Set down exactly the lines running from the line with "of the headlight" to the end of the listing below, both ends included.

(Pointing dataset records)

^^^^^^^^^^^^^^^^

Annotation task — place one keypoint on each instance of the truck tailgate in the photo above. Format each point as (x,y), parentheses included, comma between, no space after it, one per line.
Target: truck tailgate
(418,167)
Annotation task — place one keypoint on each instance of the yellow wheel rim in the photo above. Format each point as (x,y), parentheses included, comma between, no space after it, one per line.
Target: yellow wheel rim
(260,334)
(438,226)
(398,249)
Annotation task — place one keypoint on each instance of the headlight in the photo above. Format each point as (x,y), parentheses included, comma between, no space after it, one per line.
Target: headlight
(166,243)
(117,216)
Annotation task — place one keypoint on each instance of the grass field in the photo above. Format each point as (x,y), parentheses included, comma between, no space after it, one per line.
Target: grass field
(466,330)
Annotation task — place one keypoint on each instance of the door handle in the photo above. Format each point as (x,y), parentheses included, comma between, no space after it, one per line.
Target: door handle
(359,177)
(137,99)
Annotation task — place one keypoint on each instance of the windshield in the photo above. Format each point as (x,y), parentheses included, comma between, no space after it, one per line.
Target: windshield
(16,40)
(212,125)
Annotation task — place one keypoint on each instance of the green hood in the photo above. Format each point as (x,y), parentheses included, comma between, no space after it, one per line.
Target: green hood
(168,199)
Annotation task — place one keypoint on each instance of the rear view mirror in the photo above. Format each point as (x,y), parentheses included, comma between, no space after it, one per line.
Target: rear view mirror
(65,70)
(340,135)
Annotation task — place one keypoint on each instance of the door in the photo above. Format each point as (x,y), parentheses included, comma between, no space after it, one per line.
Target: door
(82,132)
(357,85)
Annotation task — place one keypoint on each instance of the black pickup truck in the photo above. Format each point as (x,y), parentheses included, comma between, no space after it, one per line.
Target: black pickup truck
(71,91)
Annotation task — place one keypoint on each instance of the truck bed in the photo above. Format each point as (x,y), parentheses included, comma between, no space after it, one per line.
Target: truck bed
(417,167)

^^^^^^^^^^^^^^^^

# SOLVED EXERCISE
Annotation task — place one keypoint on each instance of the headlight in the photo above. Format each point as (x,y), parentheses included, comma between, no space after it, one per line.
Target: headlight
(166,243)
(117,216)
Annotation task — place one keypoint on each instance of the grass field in the photo above. Format each point as (x,y), parentheses included, comma between, no space after it, one per line.
Target: grass field
(466,330)
Annotation task — place one keypoint on each instance of the door handle in the photo above. Format each point as (x,y), parentheses included, comma between, no space after it, one per line.
Target: door handle
(359,177)
(137,99)
Annotation task — place one keypoint on each instance of the windshield in the photo above. Format each point as (x,y), parentheses included, comma between, no space after it, one per line.
Target: windshield
(16,40)
(212,125)
Annotation task — place one keypoint on each instance of the green hood in the photo above. Format each point as (x,y), parentheses included, comma between, no space after it, one per line.
Target: green hood
(168,199)
Annotation task — place one keypoint on each instance of the rear view mirror in the photo above. Format each point as (x,y), parentheses included, comma between, no space after it, one per line.
Target: rear view mirror
(65,70)
(340,135)
Annotation task — place one keypoint on each instance of the door in the photo above. Format each point as (x,y), parentheses included, comma between, no space after it, one per line.
Target: door
(82,132)
(357,85)
Annotation task — place one keypoint on each instance of the black pickup truck in the photo above. Format each point as (x,y), parentheses included, comma between, no space after it, one per line.
Target: black pickup truck
(71,91)
Annotation task — place one keypoint on each instance of the truck bed in the photo above. Format each point as (x,y), parentheses included, comma between, no space after it, one per line.
Target: truck bed
(417,167)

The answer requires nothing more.